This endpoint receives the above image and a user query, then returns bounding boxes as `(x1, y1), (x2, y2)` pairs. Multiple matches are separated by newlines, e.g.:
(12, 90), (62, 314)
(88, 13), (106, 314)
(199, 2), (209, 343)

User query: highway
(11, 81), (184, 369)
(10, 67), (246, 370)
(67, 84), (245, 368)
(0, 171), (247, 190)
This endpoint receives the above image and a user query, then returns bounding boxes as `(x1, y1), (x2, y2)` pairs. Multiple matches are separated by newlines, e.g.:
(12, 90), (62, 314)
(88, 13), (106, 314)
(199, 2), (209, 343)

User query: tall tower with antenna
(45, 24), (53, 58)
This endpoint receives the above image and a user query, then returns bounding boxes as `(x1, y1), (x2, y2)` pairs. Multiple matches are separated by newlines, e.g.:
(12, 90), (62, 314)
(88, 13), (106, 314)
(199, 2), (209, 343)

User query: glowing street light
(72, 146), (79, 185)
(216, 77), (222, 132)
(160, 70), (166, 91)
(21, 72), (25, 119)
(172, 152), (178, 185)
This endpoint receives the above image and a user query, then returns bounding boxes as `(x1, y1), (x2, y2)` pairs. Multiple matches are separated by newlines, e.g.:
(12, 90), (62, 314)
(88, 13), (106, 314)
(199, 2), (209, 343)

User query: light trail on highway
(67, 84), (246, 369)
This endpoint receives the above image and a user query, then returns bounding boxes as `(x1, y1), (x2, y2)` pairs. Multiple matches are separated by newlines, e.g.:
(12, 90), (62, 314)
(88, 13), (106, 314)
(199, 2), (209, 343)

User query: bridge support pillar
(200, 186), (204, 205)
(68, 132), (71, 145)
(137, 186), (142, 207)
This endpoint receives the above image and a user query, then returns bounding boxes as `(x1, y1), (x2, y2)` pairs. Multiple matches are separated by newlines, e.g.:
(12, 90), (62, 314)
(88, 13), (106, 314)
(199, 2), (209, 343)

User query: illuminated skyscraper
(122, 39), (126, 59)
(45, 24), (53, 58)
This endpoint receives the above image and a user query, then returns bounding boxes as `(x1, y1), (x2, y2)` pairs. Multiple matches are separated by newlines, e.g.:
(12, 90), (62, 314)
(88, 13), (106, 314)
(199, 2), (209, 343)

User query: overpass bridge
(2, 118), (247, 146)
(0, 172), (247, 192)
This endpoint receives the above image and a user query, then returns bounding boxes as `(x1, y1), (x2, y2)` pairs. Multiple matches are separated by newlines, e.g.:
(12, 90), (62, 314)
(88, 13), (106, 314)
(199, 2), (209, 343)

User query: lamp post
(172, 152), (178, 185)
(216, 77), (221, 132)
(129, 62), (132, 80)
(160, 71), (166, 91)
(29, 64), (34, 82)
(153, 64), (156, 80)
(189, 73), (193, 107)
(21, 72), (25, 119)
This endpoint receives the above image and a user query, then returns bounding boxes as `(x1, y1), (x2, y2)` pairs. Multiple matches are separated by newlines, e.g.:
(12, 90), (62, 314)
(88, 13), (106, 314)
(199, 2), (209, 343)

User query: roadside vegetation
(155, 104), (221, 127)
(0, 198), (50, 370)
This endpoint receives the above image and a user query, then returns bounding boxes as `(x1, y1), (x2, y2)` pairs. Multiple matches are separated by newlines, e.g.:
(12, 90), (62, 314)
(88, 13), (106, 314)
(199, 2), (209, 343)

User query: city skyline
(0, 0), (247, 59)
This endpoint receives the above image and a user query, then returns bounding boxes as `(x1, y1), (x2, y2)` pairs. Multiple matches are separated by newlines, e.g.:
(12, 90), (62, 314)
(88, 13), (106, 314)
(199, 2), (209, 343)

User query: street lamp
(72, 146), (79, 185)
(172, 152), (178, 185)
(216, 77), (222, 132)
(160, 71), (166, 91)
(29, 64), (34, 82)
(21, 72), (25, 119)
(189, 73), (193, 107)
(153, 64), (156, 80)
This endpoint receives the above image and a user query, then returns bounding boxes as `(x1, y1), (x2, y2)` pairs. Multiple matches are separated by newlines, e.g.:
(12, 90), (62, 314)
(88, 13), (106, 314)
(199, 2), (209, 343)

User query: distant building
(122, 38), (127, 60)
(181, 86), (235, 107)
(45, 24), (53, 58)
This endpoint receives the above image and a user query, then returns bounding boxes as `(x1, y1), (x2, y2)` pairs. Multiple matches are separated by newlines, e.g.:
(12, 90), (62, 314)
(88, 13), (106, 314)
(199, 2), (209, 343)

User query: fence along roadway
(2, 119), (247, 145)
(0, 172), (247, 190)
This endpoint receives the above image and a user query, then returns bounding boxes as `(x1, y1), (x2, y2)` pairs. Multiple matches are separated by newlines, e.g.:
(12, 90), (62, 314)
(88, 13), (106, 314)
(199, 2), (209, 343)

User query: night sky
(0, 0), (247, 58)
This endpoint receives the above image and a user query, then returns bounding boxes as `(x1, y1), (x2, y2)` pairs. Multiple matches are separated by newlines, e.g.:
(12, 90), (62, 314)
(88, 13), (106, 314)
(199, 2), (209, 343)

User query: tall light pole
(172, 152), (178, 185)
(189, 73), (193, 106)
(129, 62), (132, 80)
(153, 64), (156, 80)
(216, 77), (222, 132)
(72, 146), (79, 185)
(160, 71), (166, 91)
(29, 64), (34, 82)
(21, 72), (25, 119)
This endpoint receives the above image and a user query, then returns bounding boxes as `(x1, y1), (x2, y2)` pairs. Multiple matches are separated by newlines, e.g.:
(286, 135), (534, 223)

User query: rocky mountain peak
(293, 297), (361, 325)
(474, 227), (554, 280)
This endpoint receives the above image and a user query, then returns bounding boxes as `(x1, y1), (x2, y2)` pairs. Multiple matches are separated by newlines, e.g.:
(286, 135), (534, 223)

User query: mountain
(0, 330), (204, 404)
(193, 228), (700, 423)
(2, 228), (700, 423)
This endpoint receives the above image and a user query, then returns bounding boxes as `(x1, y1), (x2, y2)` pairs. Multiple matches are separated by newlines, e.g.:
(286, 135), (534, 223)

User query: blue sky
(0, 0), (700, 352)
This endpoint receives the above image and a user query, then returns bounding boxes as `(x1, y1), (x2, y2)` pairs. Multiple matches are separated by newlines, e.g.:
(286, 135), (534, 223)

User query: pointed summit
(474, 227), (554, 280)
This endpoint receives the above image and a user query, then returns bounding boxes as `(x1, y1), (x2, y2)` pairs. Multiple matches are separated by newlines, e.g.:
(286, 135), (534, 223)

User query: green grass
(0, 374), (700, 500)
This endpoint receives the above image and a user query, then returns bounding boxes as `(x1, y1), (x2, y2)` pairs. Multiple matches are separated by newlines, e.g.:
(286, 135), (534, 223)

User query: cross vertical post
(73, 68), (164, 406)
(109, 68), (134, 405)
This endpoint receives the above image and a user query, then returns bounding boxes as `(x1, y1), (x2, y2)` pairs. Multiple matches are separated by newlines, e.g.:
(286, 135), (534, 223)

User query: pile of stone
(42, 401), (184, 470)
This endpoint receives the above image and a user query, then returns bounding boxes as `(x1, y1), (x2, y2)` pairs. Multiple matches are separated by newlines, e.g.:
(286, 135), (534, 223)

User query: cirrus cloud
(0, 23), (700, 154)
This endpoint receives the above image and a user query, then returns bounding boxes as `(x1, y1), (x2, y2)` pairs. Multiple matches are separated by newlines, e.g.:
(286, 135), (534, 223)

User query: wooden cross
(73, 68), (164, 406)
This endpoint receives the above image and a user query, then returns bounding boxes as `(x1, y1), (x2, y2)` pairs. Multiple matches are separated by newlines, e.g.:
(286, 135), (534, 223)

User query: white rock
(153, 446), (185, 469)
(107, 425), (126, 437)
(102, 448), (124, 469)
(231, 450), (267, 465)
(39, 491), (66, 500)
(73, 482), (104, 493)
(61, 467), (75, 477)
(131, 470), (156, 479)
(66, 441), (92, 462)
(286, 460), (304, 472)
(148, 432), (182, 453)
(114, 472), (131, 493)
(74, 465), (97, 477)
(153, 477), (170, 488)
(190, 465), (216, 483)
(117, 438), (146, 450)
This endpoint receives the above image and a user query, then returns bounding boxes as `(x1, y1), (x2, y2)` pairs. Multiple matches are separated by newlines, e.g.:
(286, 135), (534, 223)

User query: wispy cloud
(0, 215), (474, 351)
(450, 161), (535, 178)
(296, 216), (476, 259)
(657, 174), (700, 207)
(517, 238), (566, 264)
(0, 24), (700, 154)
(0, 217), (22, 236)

:: Exercise details ::
Report how many lines in the material contain the string "mountain", giving only the number.

:: Solution to this exercise ::
2